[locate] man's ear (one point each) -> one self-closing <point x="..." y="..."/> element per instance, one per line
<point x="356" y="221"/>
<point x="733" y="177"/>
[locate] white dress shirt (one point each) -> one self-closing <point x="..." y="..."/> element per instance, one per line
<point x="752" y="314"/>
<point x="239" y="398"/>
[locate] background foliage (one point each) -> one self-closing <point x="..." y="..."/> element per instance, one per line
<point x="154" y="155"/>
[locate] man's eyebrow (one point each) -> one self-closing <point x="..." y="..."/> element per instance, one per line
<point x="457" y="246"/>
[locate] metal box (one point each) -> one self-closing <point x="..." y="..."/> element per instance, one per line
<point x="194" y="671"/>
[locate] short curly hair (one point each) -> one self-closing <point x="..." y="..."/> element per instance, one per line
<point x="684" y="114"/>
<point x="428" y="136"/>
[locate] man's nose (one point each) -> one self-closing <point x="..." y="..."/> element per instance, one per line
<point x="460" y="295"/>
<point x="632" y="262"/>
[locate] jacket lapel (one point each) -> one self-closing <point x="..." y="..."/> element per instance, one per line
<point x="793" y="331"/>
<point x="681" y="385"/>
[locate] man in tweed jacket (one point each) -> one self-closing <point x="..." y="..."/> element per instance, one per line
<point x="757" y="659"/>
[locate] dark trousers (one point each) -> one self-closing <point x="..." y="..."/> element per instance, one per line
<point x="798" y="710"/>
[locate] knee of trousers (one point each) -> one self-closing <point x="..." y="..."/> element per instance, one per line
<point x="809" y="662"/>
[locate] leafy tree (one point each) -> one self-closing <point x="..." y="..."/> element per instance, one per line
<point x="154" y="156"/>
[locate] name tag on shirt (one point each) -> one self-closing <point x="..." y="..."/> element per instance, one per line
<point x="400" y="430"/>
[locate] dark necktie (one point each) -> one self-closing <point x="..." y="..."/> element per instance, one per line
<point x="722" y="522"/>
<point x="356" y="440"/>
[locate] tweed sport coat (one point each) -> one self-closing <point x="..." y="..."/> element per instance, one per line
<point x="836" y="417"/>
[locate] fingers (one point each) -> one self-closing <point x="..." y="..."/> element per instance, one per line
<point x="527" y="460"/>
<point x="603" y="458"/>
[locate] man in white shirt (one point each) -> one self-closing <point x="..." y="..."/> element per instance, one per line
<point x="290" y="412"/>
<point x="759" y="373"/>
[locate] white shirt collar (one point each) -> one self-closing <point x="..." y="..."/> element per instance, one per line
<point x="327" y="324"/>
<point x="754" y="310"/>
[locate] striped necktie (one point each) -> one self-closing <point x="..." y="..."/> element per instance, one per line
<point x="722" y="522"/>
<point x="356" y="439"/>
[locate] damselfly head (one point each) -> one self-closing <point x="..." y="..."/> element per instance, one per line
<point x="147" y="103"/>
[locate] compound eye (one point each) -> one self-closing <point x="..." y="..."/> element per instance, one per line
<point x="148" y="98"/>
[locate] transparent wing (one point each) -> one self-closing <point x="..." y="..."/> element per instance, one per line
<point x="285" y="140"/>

───

WHAT YOU HAVE TO DO >> Your task is to reproduce the records in full, without any alteration.

SOLUTION FOR THIS PROBLEM >>
[locate] man's ear (one point each) -> one self-closing <point x="..." y="..."/> element per instance, one per line
<point x="356" y="221"/>
<point x="733" y="177"/>
[locate] white dress shirt (one point each) -> one self-closing <point x="..." y="..."/> element per instance, one per line
<point x="752" y="314"/>
<point x="239" y="398"/>
[locate] background foliage (one point each) -> one self-closing <point x="..." y="..."/> element per instance, one per line
<point x="154" y="155"/>
[locate] man's eyebrow (one point each) -> one self-closing <point x="..." y="..."/> element per instance, one per line
<point x="457" y="246"/>
[locate] metal box (one point each) -> one self-closing <point x="..." y="..."/> element per instance, one per line
<point x="194" y="671"/>
[locate] short curly hair (one point each) -> one self-closing <point x="..." y="..."/> element per instance, one per line
<point x="684" y="114"/>
<point x="428" y="136"/>
[locate] man's nose (one point each) -> one self-closing <point x="..." y="..."/> element per instance, one per line
<point x="460" y="295"/>
<point x="632" y="262"/>
[locate] jacket lapel (one point each) -> one self-closing <point x="..." y="..."/> element per instance, one per line
<point x="793" y="331"/>
<point x="681" y="385"/>
[locate] man in tweed jacket (one point each) -> one self-closing <point x="..." y="..."/> element per instance, one per line
<point x="757" y="659"/>
[locate] dark trousers (one point each) -> one self-closing <point x="..." y="..."/> element per instance, one per line
<point x="798" y="710"/>
[locate] knee of trousers (one point each) -> one self-closing <point x="..." y="..."/> element per instance, one per line
<point x="809" y="662"/>
[locate] leafy tree (one point each) -> one self-closing <point x="..." y="..."/> element per instance, one per line
<point x="154" y="156"/>
[locate] name tag on shirt (one point each) -> one self-closing <point x="..." y="..."/> element per instance, one per line
<point x="400" y="430"/>
[locate] dark necktie (one point each) -> one self-closing <point x="..." y="..."/> element per instance, one per line
<point x="722" y="522"/>
<point x="356" y="440"/>
[locate] tweed sport coat (one point each) -> one self-closing <point x="..." y="..."/> element per instance, one per line
<point x="836" y="417"/>
[locate] fingers (one point each) -> one self-closing <point x="..." y="..."/> element per instance, one per line
<point x="527" y="460"/>
<point x="603" y="458"/>
[locate] man in white shirt (one point each) -> one self-closing <point x="..." y="..."/> element per instance, one per line
<point x="290" y="412"/>
<point x="759" y="373"/>
[locate] white shirt collar (one point each) -> one self-closing <point x="..." y="..."/> element per instance, one per line
<point x="327" y="324"/>
<point x="754" y="310"/>
[locate] striped necktie (one point each) -> one self-closing <point x="..." y="..."/> element per instance, one per line
<point x="722" y="522"/>
<point x="356" y="439"/>
[locate] damselfly head (one point each) -> one self-closing <point x="..." y="..."/> element per instance, one per line
<point x="147" y="103"/>
[locate] compound eye (one point each) -> one self-closing <point x="..." y="..."/> element per instance, one per line
<point x="148" y="98"/>
[locate] transparent wing (one point each) -> one self-closing <point x="..." y="..."/> element per instance, one per line
<point x="285" y="140"/>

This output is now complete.